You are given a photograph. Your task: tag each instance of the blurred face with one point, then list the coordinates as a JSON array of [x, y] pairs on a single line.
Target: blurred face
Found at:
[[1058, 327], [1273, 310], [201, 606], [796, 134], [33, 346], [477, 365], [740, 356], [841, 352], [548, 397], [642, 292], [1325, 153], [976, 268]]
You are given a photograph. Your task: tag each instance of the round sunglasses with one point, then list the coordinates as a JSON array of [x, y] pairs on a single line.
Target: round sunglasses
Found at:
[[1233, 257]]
|---|
*WORK TO COMPLETE*
Pull every line with "list" from the records.

*RESULT BELOW*
You are given a photograph. Your task: tag each instance of the blurred face with one point, then list the coordinates as a JSON array of [x, y] pairs on a single line.
You are given a photograph. Your task: tag each instance of the round sunglasses with one point, then list the coordinates as a JSON array of [x, y] pairs on a single line.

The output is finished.